Directions for this task:
Which lines of the data hold the word "relief"? Copy all of them.

────────────────────────────────────────

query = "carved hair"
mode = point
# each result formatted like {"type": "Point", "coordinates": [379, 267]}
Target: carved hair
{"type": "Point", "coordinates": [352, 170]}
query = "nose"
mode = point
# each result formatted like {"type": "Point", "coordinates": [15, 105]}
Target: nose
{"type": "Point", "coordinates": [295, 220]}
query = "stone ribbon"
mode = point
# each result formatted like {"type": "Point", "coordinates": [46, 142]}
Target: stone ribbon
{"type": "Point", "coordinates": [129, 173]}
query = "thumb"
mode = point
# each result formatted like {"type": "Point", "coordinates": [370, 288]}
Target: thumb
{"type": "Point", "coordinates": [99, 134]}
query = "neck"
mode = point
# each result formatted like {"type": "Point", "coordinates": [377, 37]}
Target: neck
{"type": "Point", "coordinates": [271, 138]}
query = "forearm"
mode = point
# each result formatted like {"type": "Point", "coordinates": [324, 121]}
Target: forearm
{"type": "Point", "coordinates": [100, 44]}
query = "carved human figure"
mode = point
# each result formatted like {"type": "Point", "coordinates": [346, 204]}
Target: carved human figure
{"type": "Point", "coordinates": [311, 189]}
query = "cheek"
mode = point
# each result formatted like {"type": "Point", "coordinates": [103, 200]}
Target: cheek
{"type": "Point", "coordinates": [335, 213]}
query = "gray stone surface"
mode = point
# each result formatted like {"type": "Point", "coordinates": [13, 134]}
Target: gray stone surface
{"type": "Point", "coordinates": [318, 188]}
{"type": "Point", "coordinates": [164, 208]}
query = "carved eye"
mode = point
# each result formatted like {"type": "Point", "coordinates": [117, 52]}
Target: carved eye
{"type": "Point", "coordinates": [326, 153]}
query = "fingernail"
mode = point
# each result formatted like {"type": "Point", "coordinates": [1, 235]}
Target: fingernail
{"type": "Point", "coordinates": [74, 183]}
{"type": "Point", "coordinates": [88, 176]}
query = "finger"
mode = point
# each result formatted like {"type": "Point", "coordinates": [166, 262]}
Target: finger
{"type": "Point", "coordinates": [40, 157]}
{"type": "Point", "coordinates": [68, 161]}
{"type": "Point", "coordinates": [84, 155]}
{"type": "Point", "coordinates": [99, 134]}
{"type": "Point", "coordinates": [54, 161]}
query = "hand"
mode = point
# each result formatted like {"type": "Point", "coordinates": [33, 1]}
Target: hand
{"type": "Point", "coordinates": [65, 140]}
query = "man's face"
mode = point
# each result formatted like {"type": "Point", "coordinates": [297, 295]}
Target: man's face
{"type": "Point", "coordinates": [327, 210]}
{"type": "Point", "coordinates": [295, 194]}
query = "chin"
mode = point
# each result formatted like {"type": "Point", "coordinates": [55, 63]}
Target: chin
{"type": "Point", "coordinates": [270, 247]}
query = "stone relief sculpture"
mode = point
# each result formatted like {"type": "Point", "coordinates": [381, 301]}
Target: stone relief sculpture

────────────────────────────────────────

Output of the task:
query = "stone relief sculpture"
Target: stone relief sculpture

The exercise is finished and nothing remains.